Theoretically, the machine would learn more and more over time, andpotentially even perform better at ethical dilemmas than a human agent. However, this experiment with six basic simulations doesn’t give the utmost confidence that we are getting there quickly. Nonetheless, it gives us a good example of hybrid ethics for AI in action, since it is acting within a rule-based system as well as learning from case-based reasoning.

In these cases, they are balancing the benevolence, non-malevolence, and autonomy of the patient. (Pontier & Hoorn, 2012) (van Rysewyk & Pontier, 2014) Another paper on this topic added a fourth consideration which is Justice. They went on to describe a medical version of the trolley problem, where five people need organ transplants and one person is in a coma and has all the organs that the five people need to live. Would you kill one to save five? (Pontier et al., 2012)

Conclusion

Could a hybrid of top-down and bottom-up methodologies be the best application for ethical AI systems? Perhaps, however, we must be aware of the challenges it presents. We must examine the problems posed by hybrid approaches when meshing a combination of diverse philosophies and dissimilar architectures. (Allen et al., 2005) However, many agree that a hybridof top-down and bottom-up would be the most effective model for ethical AI development. Simultaneously, we need to question the ethics of people, both as the producers and consumers of technology, whilst we assess morality in AI.

Additionally, while hybrid systems which lack effective or advanced cognitive faculties will appear to be functional across many domains, it is essential to recognize times when additional capabilities will be required. (Allen and Wallach, 2005)

Regarding MIT’s Moral Machine, it is interesting to collect this data in service of creating more ethical driverless vehicles and to promote more trust in them from the public, however, the usefulness of it is yet to be proven. (Rahwan, 2017) AVs will be a part of all of our lives on a daily basis, so it is valuable to know that public opinions are being considered.

In the field of medicine, there is a broader sense of agreement on ethics than in something like business ethics, however, healthcare in the United States is a business, which causes decisions for and against the treatment of a patient to get very ethically blurred.

It will be vital as we move forward to identify when additional capabilities will be necessary, however functional hybrid systems may be across a variety of domains, even with limited cognitive facilities. (Allen and Wallach, 2005) AI development must be something that we keep a close eye on as it learns and adapts, we must note where it can thrive, and where a human is irreplaceable.

You can stay up to date with Accel.AI; workshops, research, and social impact initiatives through our website, mailing list, meetup group, Twitter, and Facebook.

Join us in driving #AI for #SocialImpact initiatives around the world!

◆ **Entries provided**:
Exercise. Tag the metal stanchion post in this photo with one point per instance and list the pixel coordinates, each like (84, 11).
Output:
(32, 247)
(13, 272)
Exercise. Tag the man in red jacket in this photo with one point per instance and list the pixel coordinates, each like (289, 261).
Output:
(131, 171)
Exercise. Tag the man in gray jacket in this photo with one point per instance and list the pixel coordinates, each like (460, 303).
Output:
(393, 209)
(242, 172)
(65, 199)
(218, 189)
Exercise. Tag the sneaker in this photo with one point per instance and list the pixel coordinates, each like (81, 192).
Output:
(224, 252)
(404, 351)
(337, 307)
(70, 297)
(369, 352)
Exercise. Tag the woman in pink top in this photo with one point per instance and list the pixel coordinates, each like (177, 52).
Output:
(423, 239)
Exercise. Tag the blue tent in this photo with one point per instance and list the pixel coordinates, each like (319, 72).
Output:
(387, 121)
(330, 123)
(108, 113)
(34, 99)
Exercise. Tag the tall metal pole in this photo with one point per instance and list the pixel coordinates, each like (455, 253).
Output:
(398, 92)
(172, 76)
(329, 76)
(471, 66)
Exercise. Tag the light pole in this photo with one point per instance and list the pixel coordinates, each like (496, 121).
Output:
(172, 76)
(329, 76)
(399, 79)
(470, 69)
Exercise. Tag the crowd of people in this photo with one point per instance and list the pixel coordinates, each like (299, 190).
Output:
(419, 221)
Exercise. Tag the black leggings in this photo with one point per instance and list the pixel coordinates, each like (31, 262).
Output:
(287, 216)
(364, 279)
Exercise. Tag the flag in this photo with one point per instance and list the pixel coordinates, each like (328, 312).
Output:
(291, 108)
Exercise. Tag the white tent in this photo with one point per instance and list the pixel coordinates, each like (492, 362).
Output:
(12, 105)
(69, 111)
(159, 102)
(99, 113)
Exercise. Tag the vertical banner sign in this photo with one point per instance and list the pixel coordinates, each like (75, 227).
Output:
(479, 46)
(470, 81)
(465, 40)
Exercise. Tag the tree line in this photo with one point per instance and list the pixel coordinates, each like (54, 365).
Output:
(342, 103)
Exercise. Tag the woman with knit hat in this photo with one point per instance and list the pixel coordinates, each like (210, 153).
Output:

◆ **Problem details**: Write out the passage on ethics for AI, starting at the words "Additionally, while hybrid" and stopping after "required. (Allen and Wallach, 2005)".

◆ **Answer below**:
Additionally, while hybrid systems which lack effective or advanced cognitive faculties will appear to be functional across many domains, it is essential to recognize times when additional capabilities will be required. (Allen and Wallach, 2005)